Given problem
Render each line of the entries below as one string in a JSON list, skipping blank lines and leaving out the pictures.

════════

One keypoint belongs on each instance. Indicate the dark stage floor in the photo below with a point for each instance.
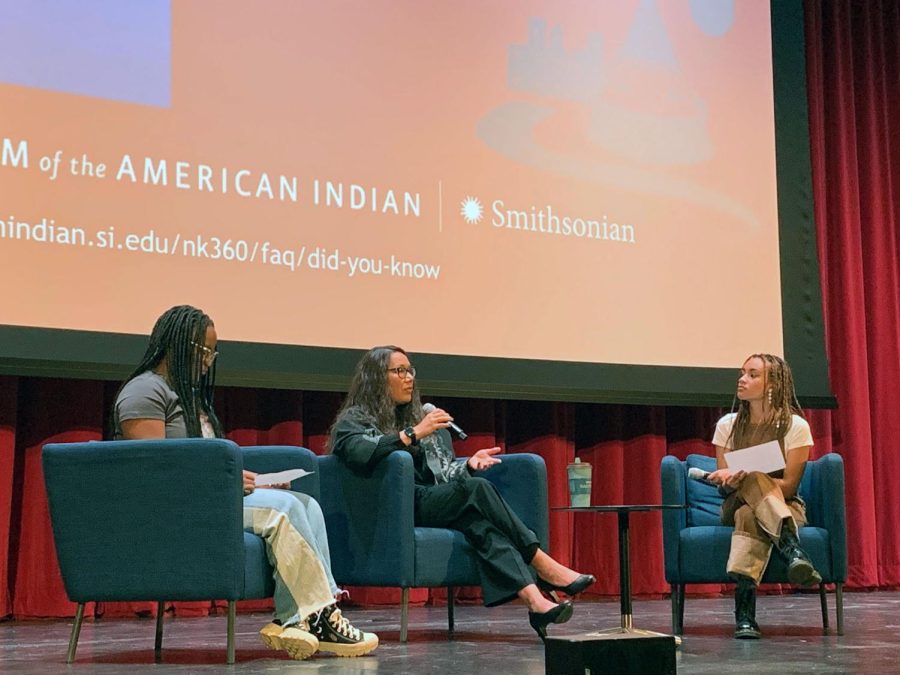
(487, 641)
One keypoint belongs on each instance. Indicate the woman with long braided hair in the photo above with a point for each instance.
(170, 395)
(764, 509)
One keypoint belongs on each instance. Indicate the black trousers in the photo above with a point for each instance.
(503, 544)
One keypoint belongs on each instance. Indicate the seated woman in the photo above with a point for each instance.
(170, 395)
(383, 414)
(765, 510)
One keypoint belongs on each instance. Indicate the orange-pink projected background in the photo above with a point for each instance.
(543, 180)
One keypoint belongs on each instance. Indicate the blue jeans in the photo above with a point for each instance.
(293, 527)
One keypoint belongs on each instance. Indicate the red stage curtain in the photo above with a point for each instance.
(853, 70)
(853, 51)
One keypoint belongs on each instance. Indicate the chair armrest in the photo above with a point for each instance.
(147, 520)
(273, 458)
(522, 481)
(370, 521)
(826, 507)
(673, 476)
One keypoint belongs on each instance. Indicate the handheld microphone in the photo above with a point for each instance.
(701, 475)
(428, 407)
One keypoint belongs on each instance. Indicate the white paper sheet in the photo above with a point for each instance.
(280, 477)
(766, 457)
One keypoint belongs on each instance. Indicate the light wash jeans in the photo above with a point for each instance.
(293, 527)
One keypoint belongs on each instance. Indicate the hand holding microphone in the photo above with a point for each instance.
(718, 478)
(442, 421)
(701, 475)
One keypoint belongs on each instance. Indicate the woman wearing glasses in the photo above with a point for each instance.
(383, 414)
(170, 395)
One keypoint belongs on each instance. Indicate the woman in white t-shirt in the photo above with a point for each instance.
(764, 509)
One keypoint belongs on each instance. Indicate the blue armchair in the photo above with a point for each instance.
(160, 520)
(697, 545)
(374, 542)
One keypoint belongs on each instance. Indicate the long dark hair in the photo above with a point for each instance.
(780, 397)
(176, 337)
(370, 394)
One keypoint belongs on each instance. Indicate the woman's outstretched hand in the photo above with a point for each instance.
(249, 482)
(484, 459)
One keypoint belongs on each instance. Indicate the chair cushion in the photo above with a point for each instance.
(258, 579)
(444, 558)
(704, 500)
(704, 551)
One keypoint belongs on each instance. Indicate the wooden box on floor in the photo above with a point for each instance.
(609, 653)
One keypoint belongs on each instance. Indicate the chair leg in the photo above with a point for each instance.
(674, 592)
(404, 613)
(229, 653)
(451, 591)
(839, 601)
(157, 645)
(76, 630)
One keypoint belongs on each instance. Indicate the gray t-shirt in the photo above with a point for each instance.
(149, 397)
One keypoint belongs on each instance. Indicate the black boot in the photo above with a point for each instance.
(745, 626)
(800, 568)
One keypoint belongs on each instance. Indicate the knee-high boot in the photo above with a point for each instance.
(745, 627)
(800, 567)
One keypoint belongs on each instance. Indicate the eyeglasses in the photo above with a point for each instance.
(403, 371)
(208, 354)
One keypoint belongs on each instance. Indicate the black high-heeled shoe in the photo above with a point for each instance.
(581, 583)
(559, 614)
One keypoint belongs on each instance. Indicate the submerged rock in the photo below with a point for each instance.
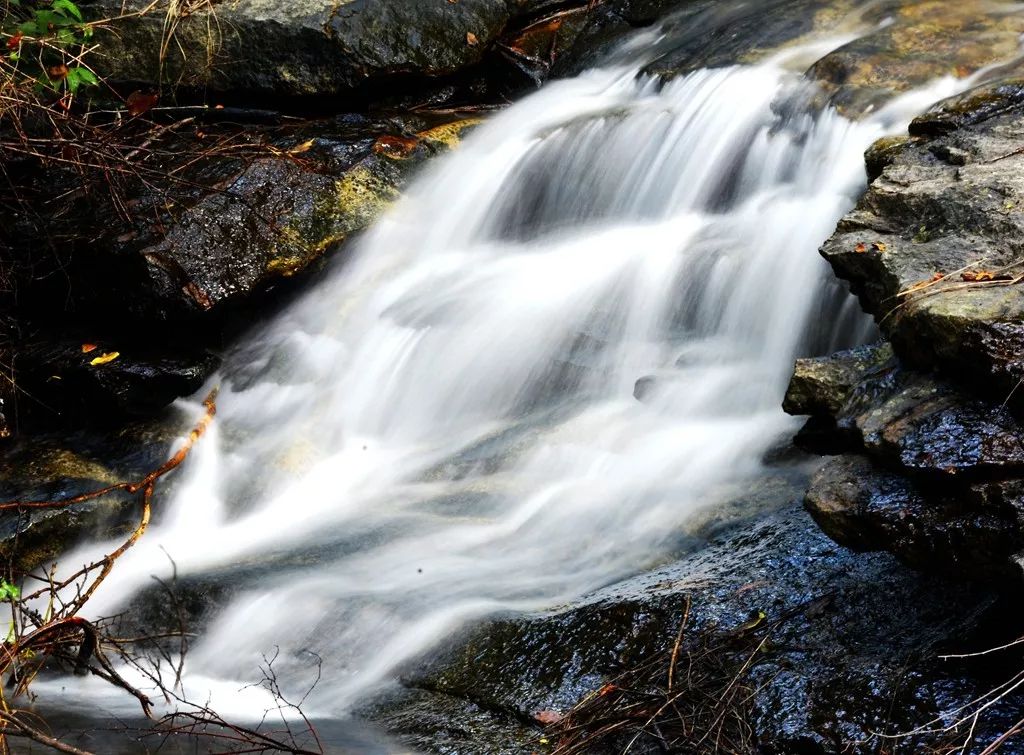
(822, 386)
(54, 468)
(914, 43)
(932, 249)
(309, 48)
(206, 242)
(835, 669)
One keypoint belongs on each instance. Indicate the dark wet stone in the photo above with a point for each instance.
(56, 468)
(970, 109)
(919, 43)
(835, 672)
(195, 260)
(444, 724)
(944, 206)
(958, 530)
(882, 154)
(317, 49)
(821, 386)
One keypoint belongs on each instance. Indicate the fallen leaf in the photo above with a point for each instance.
(755, 621)
(983, 276)
(304, 147)
(979, 277)
(395, 147)
(548, 718)
(139, 102)
(104, 359)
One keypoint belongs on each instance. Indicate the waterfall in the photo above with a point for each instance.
(572, 334)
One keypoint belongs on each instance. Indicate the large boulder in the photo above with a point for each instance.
(211, 238)
(305, 48)
(934, 248)
(912, 44)
(927, 470)
(834, 672)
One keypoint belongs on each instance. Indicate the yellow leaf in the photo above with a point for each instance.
(104, 359)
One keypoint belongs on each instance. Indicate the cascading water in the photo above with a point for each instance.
(449, 427)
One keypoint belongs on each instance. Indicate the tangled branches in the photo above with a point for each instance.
(695, 699)
(47, 630)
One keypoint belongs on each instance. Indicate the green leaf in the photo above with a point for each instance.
(86, 76)
(67, 6)
(9, 591)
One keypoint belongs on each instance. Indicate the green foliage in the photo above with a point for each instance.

════════

Task solution
[
  "One keypoint belongs on each instance. Indicate the dark stage floor in the photo below with a point for each instance.",
  "(487, 641)",
  "One keypoint belongs on each instance. Indicate the woman with long braided hair in the photo above with a point for each instance.",
  "(170, 395)",
  "(764, 509)",
  "One keypoint belongs on each instance. Indicate the black trousers in the photo above with a point for each instance.",
  "(503, 544)",
  "One keypoint belongs on each instance. Indicate the seated woman in the photo above with a point for each instance.",
  "(170, 395)",
  "(383, 414)",
  "(765, 510)",
  "One keypoint belongs on each instance. Indicate the orange-pink projected background in the photo above with a point for each instance.",
  "(543, 180)",
  "One keypoint belongs on each instance. Indicate the blue jeans in the photo above with a point for each instance.",
  "(293, 527)",
  "One keypoint belongs on each instance. Indicate the red stage curtain in the photo above with a point for each instance.",
  "(853, 70)",
  "(853, 51)",
  "One keypoint belongs on each instance. Indicate the chair armrest in the photo above with a point for each instance.",
  "(147, 520)",
  "(273, 458)",
  "(522, 481)",
  "(370, 521)",
  "(826, 507)",
  "(673, 476)",
  "One keypoint belongs on each instance. Indicate the handheld microphone in the photo above with a point for each instance.",
  "(701, 475)",
  "(428, 407)",
  "One keypoint belongs on each instance. Indicate the white paper sheet in the photo above with a point for each instance.",
  "(280, 477)",
  "(766, 457)",
  "One keypoint belongs on each instance. Indicate the light wash jeans in the photo above with a point for each instance.",
  "(293, 527)",
  "One keypoint belongs on each instance. Indicate the hand holding microphone in the photo above with a point for each instance.",
  "(718, 478)",
  "(442, 421)",
  "(701, 475)",
  "One keypoint belongs on each instance. Indicate the woman wearing glasses in the photo above with a point for each instance.",
  "(383, 414)",
  "(170, 395)",
  "One keypoint belongs on each instance. Indicate the woman in white t-shirt in the photo above with a point for each instance.",
  "(764, 509)",
  "One keypoint belongs on each instance. Indicate the blue armchair in the photo above with a point for each instance.",
  "(160, 520)",
  "(697, 545)",
  "(374, 542)",
  "One keypoint belongs on each instance. Indicate the long dark hair in the photo above with a point for each instance.",
  "(780, 397)",
  "(176, 337)",
  "(370, 394)",
  "One keypoint belongs on each instance. Indicate the woman's outstretched hand in the photo above with a point for each instance.",
  "(249, 482)",
  "(484, 459)",
  "One keypoint belongs on each instance. Indicate the chair cushion in the photo above with a point for each instance.",
  "(258, 579)",
  "(444, 558)",
  "(704, 500)",
  "(704, 551)",
  "One keypoint belongs on each instance. Indicate the wooden box on floor in the photo above with a point for each instance.",
  "(609, 653)",
  "One keypoint belongs on each instance. Indicate the chair leg in the photo above with a point for each instance.",
  "(674, 592)",
  "(404, 613)",
  "(229, 653)",
  "(451, 591)",
  "(839, 601)",
  "(157, 645)",
  "(76, 630)",
  "One keypoint belongs on each instance. Indicate the gray t-shirt in the photo above with a point for each instance.",
  "(149, 397)",
  "One keypoint belongs on each instance. Indicate the black boot in the photo above with a point for each instance.",
  "(745, 626)",
  "(800, 568)",
  "One keypoint belongs on each instance. Indicate the knee-high boot in the photo above with a point for each instance.",
  "(745, 627)",
  "(800, 567)",
  "One keypoint belongs on each instance. Indicate the eyeglasses in the photo above with a point for each instance.",
  "(403, 371)",
  "(208, 354)",
  "One keypoint belongs on each instance. Indicate the black high-heeled shoe in the photo above with a point for each instance.",
  "(581, 583)",
  "(559, 614)",
  "One keypoint belongs on each instance. Indicate the submerged rock in the photo below with a point for each instance.",
  "(822, 386)",
  "(54, 468)",
  "(914, 43)",
  "(932, 249)",
  "(309, 48)",
  "(206, 242)",
  "(835, 669)",
  "One keypoint belongs on each instance. Indicate the dark wet stone in the photo above with a point for each instance.",
  "(56, 468)",
  "(970, 109)",
  "(919, 43)",
  "(835, 672)",
  "(195, 260)",
  "(444, 724)",
  "(944, 206)",
  "(958, 530)",
  "(882, 154)",
  "(317, 49)",
  "(821, 386)",
  "One keypoint belongs on each instance. Indicate the fallen leaf in the photo above with a point for each instance.",
  "(755, 621)",
  "(983, 276)",
  "(304, 147)",
  "(979, 277)",
  "(395, 147)",
  "(548, 718)",
  "(139, 102)",
  "(104, 359)",
  "One keypoint belongs on each instance. Indicate the waterfall in the photo above with a point for each instance.",
  "(572, 334)",
  "One keypoint belongs on each instance. Indicate the large boulder in the photo above with a point for each instance.",
  "(211, 238)",
  "(305, 48)",
  "(934, 248)",
  "(912, 44)",
  "(927, 470)",
  "(834, 672)",
  "One keypoint belongs on each instance. Indicate the yellow leaf in the photo above with a point for each instance.",
  "(104, 359)",
  "One keypoint belongs on each instance. Indicate the cascading water in the photo above with a point for each instance.",
  "(449, 427)",
  "One keypoint belongs on each instance. Indicate the tangled branches in the photo above with a point for each instance.",
  "(695, 699)",
  "(47, 630)",
  "One keypoint belongs on each instance. Indicate the green leaf in the photo above with a point for each instance.",
  "(86, 76)",
  "(67, 6)",
  "(9, 591)",
  "One keypoint belongs on each instance. Indicate the green foliage in the photo above with a point for each instance."
]